- Page text -
But if you’re young enough, with some concerted effort you can save for only ONE year, never save another dime, and still retire with a million dollars. This Motely Fool article explains.
It all comes down to the power of compounding. Let’s say you’re 26 years old, you start with $0, and somehow you manage to invest $20,500 that year (not so coincidentally the same amount it takes to max an IRA and a 401k in 2008). If you never save another dime after that, you can retire at 67 with over $1M if you can achieve annual returns of 10%.
As daunting as it sounds, coming up with $20,500 in one year is not impossible for many 26 year olds. Maybe you live at home after graduation and save most of your salary; maybe you receive a small inheritance; maybe you even have a high paying job and decide to just save half your salary and continue living like a student. The beauty of it is, it’s a one year committment - you don’t have to do it year in and year out forever.
And the longer you wait, the harder the one year challenge would be. If you wait until you’re 30, you’ll have to come up with $30,000 in one year.
Of course you don’t have to do it all in one year (though it’s kind of an exciting concept, isn’t it?). If you can manage to have invested $30,000 by the time you are 30 years old, you can quit saving for retirement and hit 67 a millionaire. That means if you start saving at age 20 you only need put away $2,000 a year for 10 years (earning 10% a year) - and then you’re done. You’ll have $37,000 at age 30 which will grow into $1.3MM in 37 years.

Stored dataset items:
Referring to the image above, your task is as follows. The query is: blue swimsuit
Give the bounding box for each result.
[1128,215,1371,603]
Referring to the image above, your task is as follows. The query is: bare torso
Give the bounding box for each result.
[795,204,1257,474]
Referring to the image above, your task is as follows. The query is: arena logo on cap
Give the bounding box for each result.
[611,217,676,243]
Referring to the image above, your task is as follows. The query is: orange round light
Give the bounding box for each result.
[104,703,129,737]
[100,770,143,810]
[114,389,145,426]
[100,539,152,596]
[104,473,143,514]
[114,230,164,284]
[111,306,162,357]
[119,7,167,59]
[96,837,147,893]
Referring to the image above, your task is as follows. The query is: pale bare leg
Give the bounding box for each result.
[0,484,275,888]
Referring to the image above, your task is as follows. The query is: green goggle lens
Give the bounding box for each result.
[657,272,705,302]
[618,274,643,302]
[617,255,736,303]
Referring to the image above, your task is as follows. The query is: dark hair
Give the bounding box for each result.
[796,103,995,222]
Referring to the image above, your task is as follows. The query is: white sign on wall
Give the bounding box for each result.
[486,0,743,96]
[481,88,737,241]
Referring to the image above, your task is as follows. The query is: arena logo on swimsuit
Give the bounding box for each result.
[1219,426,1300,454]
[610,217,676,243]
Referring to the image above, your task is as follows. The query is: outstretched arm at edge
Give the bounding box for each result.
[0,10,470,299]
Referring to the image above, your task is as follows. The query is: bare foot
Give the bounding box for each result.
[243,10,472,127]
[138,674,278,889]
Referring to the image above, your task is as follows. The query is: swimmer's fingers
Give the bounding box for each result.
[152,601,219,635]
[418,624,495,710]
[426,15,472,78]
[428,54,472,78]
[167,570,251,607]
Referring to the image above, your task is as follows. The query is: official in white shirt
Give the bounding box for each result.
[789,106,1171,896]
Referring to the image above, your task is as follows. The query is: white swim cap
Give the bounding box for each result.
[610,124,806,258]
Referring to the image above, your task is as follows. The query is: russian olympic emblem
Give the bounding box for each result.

- Problems -
A: Return the passage from the retirement savings text starting with "And the longer" and going on through "in 37 years.", copied word for word.
B: According to the retirement savings text, how much would someone who waits until age 30 have to come up with in one year?

- Answers for the exercise -
A:
And the longer you wait, the harder the one year challenge would be. If you wait until you’re 30, you’ll have to come up with $30,000 in one year.
Of course you don’t have to do it all in one year (though it’s kind of an exciting concept, isn’t it?). If you can manage to have invested $30,000 by the time you are 30 years old, you can quit saving for retirement and hit 67 a millionaire. That means if you start saving at age 20 you only need put away $2,000 a year for 10 years (earning 10% a year) - and then you’re done. You’ll have $37,000 at age 30 which will grow into $1.3MM in 37 years.

B: $30,000